::: EXTRACTO DEL DOCUMENTO

# Se puede usar USB en linux



## Pam (Jun 15, 2005)

Hola!

Quisiera activar un puerto USB para que sea reconocido en linux, he buscado información pero solo encuentro para windows. Espero puedan ayudarme.


----------



## MaMu (Jun 16, 2005)

*Tuve el mismo problema que tu, pero he aqui la solución que yo encontre*

Linux tiene uno de los mejores soporte de USB y otros estándares similares, tales como Firewire, Bluetooth o 802.11, existen en la actualidad, sobretodo en la rama del kernel 2.4.x, aunque también en las ramas anteriores de desarrollo. 

Lo que ocurre y donde realmente ésta el problema, es en los dispositivos que se conectan a los mismos, a través del protocolo USB. Son los fabricantes de Hardware los que diferentes motivos (entre ellos la presión/chantaje del principal fabricante de software mundial -M$-) no dan soporte a linux u otros sistemas, y lo que es más grave no dan las especificaciones de sus productos impidiendo el desarrollo, si no es a través, por la en muchos países prohibida, ingeniería inversa. 

Aunque tal como se está demostrando poco a poco, con esta política se están hechando piedras contra su propio tejado, por 3 motivos principales: 

Pierden clientes potenciales, no únicamente por los cada día más numerosos usuarios linuxeros y similares, sino por todos los usuarios de otros sistemas que se dejan aconsejar/asesorar por toda esta gente que sabe de que va el tema. 
No podemos olvidar que Microsoft, aprovecha el tirón y el monopilio de facto del que goza, para vender también hardware, por lo que les hace la competencia a estas empresas que sin quererlo o sin poder evitarlo, están favoreciendo a su rival. 
Una muy mala imagen de compañia de cara a la Comunidad, frente a otras que son mejor vistas por sus recientes o no tan recientes aportaciones/contribuciones a la revolución del software libre. 

Por este motivo os recomiendo que adquiraís dispositivos, los cuales el fabricante este colaborando, dando soporte o permitiendo acceder a las especificaciones de sus productos, de forma que tengan un buen soporte en Linux y otros sistemas operativos. Yo nunca me compraría ningún aparato que solo funcione en windows; ¿que pasaría si la empresa responsable quiebra?, pues que simplemente dejaría de funcionar en la nueva versión de windows, que intentarán colarnos dentro de algún tiempo.

::::::

* **TAREA ASIGNADA 1**
Transcribe del hilo sobre USB en Linux el pasaje que comienza en "Una muy mala" y termina en "del software libre.".
* **TAREA ASIGNADA 2**
Escribe la continuación del hilo sobre el uso de USB en Linux a partir del punto en que se interrumpe.

::: MATERIAL PROPORCIONADO

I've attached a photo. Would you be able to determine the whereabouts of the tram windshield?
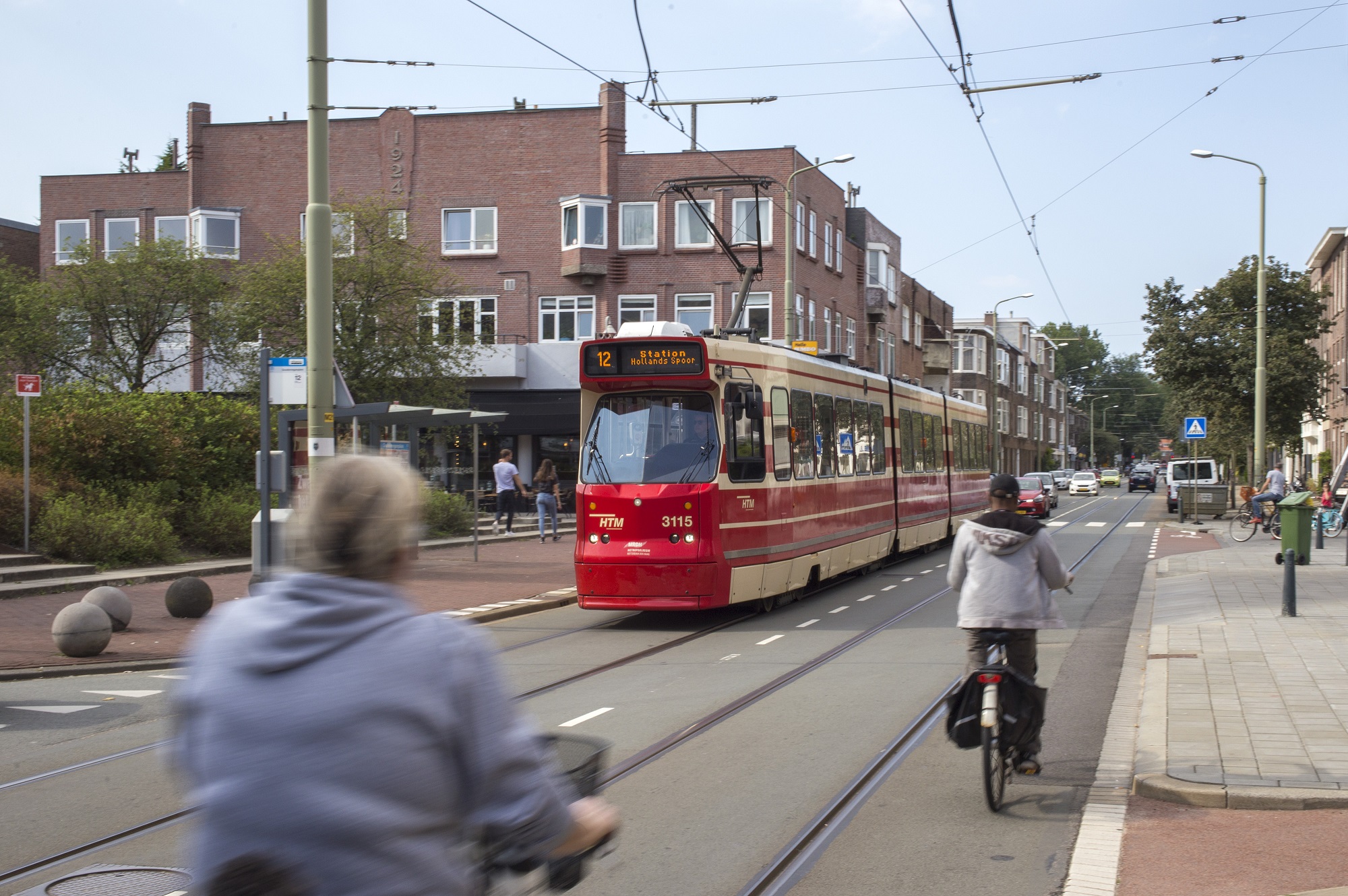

::::::

* **RESULTADO 1**
Una muy mala imagen de compañia de cara a la Comunidad, frente a otras que son mejor vistas por sus recientes o no tan recientes aportaciones/contribuciones a la revolución del software libre.

* **RESULTADO 2**
Por eso os recomiendo que siempre que vayaís a comprar algún aparato pregunteís y os informeís de soporte del mismo para linux, ya sea tanto en Internet, como en la tienda donde lo adquiraís. 

En esta página podras consultar el soporte de dispositivos usb en linux, estaros muy atentos, puesto que se actualiza varias veces al día: http://www.qbik.ch/usb/devices/index.php.
También os recomiendo que os paseís por la Sección de Hardware de Bulma: http://bulma.net/body.phtml?nIdNoticia=774 

Por último comentar Linux ya soporta el nuevo estandard USB 2.0, cuando otros sistemas operativos tendran que esperar algun tiempo para conseguir este soporte de forma nativa. Lo mismo se puede decir de otro protocolo que aunque poco, ya se empieza a oir por Internet: bluetooth.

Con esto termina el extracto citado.